§ Task directions
Set down the full data below exactly as given, please.

━━━━

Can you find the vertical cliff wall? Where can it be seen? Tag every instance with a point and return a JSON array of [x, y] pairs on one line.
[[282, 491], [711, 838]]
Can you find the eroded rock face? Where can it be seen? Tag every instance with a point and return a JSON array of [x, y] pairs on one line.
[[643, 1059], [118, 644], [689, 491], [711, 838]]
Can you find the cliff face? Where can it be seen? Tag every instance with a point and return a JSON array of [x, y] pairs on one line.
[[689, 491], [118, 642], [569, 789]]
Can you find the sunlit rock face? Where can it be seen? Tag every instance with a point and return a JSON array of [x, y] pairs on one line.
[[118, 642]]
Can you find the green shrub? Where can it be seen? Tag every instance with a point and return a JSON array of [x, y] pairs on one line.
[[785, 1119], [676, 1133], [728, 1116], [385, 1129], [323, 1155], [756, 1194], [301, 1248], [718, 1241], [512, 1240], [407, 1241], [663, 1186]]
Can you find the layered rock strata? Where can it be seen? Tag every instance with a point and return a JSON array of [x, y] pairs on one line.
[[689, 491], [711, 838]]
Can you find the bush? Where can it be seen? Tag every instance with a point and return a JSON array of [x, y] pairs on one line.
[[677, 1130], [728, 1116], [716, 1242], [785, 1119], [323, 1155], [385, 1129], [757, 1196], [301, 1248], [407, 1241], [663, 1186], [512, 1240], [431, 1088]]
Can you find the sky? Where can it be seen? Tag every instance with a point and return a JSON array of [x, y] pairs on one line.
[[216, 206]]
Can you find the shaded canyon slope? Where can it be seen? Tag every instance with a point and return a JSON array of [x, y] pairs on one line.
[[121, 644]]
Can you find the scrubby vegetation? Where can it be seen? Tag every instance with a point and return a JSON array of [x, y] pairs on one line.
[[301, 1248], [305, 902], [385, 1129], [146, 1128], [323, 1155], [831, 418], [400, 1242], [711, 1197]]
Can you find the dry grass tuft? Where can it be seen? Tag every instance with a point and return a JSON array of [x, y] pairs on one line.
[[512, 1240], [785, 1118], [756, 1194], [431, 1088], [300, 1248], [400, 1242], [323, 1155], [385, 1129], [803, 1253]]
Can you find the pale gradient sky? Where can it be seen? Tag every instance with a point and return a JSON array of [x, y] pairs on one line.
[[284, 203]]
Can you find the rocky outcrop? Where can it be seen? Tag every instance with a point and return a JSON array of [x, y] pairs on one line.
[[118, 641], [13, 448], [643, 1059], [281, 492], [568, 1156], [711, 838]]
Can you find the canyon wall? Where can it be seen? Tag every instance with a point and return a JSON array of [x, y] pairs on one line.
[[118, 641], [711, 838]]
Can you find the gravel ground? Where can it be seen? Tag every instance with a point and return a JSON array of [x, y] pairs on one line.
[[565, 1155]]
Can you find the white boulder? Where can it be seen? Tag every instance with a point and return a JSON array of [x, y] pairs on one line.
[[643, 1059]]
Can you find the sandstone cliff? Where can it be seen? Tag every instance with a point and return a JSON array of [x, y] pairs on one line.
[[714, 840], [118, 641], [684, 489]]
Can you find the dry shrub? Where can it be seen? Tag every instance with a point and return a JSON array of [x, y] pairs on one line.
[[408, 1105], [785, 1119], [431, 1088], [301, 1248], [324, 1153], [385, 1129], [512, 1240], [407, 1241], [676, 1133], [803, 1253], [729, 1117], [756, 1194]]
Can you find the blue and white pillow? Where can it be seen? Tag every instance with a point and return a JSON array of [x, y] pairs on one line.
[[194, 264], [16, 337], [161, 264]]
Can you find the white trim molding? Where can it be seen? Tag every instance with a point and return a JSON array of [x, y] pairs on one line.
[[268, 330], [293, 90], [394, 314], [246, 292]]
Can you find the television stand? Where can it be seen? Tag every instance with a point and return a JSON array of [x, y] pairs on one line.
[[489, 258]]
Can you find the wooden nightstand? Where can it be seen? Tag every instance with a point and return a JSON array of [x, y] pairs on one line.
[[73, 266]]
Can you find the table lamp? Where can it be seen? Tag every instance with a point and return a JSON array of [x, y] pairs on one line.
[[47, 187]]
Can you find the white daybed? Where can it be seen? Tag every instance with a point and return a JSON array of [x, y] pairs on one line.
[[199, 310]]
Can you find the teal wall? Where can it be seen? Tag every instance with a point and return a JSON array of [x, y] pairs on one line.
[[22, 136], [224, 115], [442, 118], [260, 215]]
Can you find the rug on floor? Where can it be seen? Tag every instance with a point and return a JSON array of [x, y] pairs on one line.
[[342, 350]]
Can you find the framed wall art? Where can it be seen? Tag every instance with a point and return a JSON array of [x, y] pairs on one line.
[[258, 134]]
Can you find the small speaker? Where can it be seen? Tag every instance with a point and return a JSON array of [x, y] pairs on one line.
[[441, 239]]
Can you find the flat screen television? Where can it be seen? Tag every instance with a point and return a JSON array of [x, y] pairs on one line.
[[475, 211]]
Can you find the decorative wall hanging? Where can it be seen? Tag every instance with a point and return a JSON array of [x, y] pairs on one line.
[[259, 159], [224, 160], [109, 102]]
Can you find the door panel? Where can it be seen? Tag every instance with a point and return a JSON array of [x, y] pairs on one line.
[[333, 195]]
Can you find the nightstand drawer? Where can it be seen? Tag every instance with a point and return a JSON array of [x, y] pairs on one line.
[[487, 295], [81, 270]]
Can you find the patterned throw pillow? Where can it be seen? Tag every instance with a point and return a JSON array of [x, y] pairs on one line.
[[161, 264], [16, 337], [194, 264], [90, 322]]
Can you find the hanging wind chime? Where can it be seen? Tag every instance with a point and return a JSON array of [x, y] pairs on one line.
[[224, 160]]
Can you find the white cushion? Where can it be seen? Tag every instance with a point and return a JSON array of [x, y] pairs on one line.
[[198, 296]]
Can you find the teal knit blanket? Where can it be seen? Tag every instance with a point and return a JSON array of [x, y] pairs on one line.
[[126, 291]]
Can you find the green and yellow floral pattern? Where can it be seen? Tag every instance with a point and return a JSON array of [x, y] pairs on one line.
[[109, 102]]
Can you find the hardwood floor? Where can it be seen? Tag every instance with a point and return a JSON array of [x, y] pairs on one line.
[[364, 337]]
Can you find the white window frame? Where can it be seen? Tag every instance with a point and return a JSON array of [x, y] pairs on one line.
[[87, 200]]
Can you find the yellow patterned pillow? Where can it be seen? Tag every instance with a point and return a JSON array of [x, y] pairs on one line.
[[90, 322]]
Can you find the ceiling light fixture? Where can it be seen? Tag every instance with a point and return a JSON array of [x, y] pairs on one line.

━━━━

§ Output
Can you find the vertical cliff wall? Where can it be seen? Tag every instance with a point and return a JSON array of [x, y] pairs on one line.
[[282, 491], [711, 838]]
Can you find the eroded rock face? Where can it be seen? Tag every instance with a point and return a JSON array of [x, y] pairs on one line.
[[643, 1059], [118, 644], [689, 491], [711, 838]]
Can you find the cliff face? Where can it be seen? Tag every instance with a point and return a JSON array of [x, y] pairs on one line.
[[689, 491], [118, 642], [569, 789]]
Can you find the sunlit rock face? Where can it be seen? Tag every instance with a point and return a JSON array of [x, y] pairs on one line.
[[118, 642]]
Can you find the green shrub? Where can it be seen? Tag every instance with a point and return a JSON array of [x, y] pairs on one line.
[[785, 1119], [676, 1133], [728, 1116], [385, 1129], [323, 1155], [756, 1194], [301, 1248], [718, 1241], [512, 1240], [407, 1241], [663, 1186]]
Can you find the layered rock strata? Where can it be seen? Tag every instance with a point and return a JSON array of [x, y] pairs on one line.
[[689, 491], [711, 838]]
Can you find the bush? Where can it be seen? Tag every instance with a point and return a JSON array of [x, y] pairs on one line.
[[677, 1130], [728, 1116], [716, 1242], [785, 1119], [323, 1155], [385, 1129], [757, 1196], [301, 1248], [407, 1241], [663, 1186], [512, 1240], [431, 1088]]
Can you find the sky? Where can it be seen? Tag every instance with a point and return a JSON array of [x, y] pairs on one line.
[[216, 206]]
Can you find the shaded canyon slope? Where can it be seen? Tag every instance with a point and return a JSON array of [x, y] pairs on one line.
[[121, 644]]
Can you find the scrubby vegetation? Where can it be seen? Tag every instance with a point and return a JSON array of [x, y] pairs on one line.
[[301, 1248], [305, 902], [385, 1129], [146, 1128], [323, 1155], [831, 418], [400, 1242], [711, 1197]]
Can you find the dry grass tuft? Where can it be seen? Tag every instance with a point and return a JSON array of [x, y] pairs on one line.
[[512, 1240], [785, 1118], [756, 1194], [431, 1088], [300, 1248], [400, 1242], [323, 1155], [385, 1129], [803, 1253]]
Can you find the pale gradient sky? Where can it be seen? Tag every instance with a point and return a JSON array of [x, y] pairs on one line.
[[284, 203]]
Can you find the rocky outcrop? Where can it be seen? Tag every instance with a point and return a JSON array of [x, y] pairs on one line.
[[118, 641], [13, 448], [643, 1059], [281, 492], [568, 1156], [711, 838]]
Can you find the canyon wall? Where can it be seen? Tag every instance with a point and return a JSON array of [x, y] pairs on one line.
[[118, 641], [711, 838]]
Can you find the gravel ground? Where can it be seen? Tag every instance with a point and return a JSON array of [x, y] pairs on one line.
[[565, 1155]]
Can you find the white boulder? Where can it be seen? Tag every instance with a point and return a JSON array of [x, y] pairs on one line.
[[643, 1059]]
Can you find the sandstone cliff? Where can it be seen? Tag every instance with a point and return a JSON array of [x, y] pairs on one line.
[[714, 840], [118, 641], [684, 489]]
Can you find the dry shrub? Where can it be seen? Tag every instance with a point and return a JSON array of [x, y] pairs on one line.
[[408, 1105], [785, 1119], [431, 1088], [301, 1248], [324, 1153], [385, 1129], [512, 1240], [407, 1241], [676, 1133], [803, 1253], [729, 1117], [756, 1194]]
Can you find the blue and white pillow? Where can it be seen? Tag every instance with a point and return a JSON array of [x, y] pairs on one line.
[[194, 264], [16, 337], [161, 264]]
Can you find the white trim molding? Where can it be seen? Tag every instance with a point and return a JSON array of [x, y] pairs on one line.
[[268, 330], [293, 90], [394, 314], [246, 292]]
Can you find the television stand? Where can it be seen? Tag every instance with a point and return a JSON array of [x, y] pairs on one line.
[[489, 258]]
Can you find the wooden nightstand? Where can it be seen? Tag every instance with a point and return a JSON array of [x, y] pairs on one line.
[[73, 266]]
Can you find the table lamp? Where can it be seen? Tag every instance with a point and return a JSON array of [x, y] pairs on one line.
[[47, 187]]
Can you find the white daybed? Where can it be seen? Tag every instance with a point and return a JSON array of [x, y] pairs on one line.
[[199, 310]]
Can you find the teal wall? Where can it be seen? Tag every instance with a point and return a JSON array of [x, y] pairs on one line.
[[22, 136], [224, 115], [442, 118], [260, 215]]
Can you find the rug on floor? Where can it be seen? Tag every instance with a point and return a JSON array of [x, y] pairs on one line.
[[342, 350]]
Can you find the framed wall art? Where can it be seen? Tag every instance with a point and return a JSON array of [x, y] pairs on one line.
[[258, 134]]
Can you find the small speaker? Where can it be seen? Tag every instance with a point and return a JSON array of [x, y] pairs on one line.
[[441, 239]]
Can you find the flat screen television? Where can it be seen? Tag every instance with a point and return a JSON array of [x, y] pairs on one line.
[[475, 211]]
Can you find the decorative wall hanging? Where can it be seen? Tag every instance with a point and return a JSON array of [x, y] pairs on one line.
[[259, 159], [224, 160], [109, 102]]
Can you find the door panel? Where can it be seen? Tag every instance with a point and return a JSON array of [x, y] pairs on one line.
[[333, 195]]
Can you find the nightstand drawer? Where can it be seen? Tag every instance with a point and return a JSON array of [x, y] pairs on one line.
[[487, 295], [81, 270]]
Can you find the patterned throw pillow? Where can it be seen? Tag every instance with a point and return a JSON array of [x, y] pairs on one line.
[[161, 264], [16, 337], [194, 264], [90, 322]]
Can you find the hanging wind chime? Where can it be seen? Tag every instance with a point and return a JSON array of [x, y] pairs on one line.
[[224, 160]]
Can you find the white cushion? Where can it be seen? Tag every instance with a point and return a JSON array of [x, y] pairs on one line.
[[198, 296]]
Can you find the teal knit blanket? Where can it be seen? Tag every instance with a point and return a JSON array of [x, y] pairs on one line.
[[126, 291]]
Can you find the green and yellow floral pattern? Where can it be seen? Tag every instance with a point and return a JSON array of [x, y] pairs on one line.
[[109, 102]]
Can you find the hardwood floor? Where can it be seen? Tag every instance with a point and return a JSON array of [x, y] pairs on one line.
[[364, 337]]
Can you find the white window frame? Where can it be seen? Tag every instance with a point and return a JSON array of [x, y] pairs on one line.
[[87, 200]]
Can you find the yellow patterned pillow? Where can it be seen? Tag every instance with a point and return a JSON array of [x, y] pairs on one line.
[[90, 322]]
Can you find the ceiling light fixture? Where can it be seen? Tag every instance with a point and return a JSON array of [x, y] pairs on one line.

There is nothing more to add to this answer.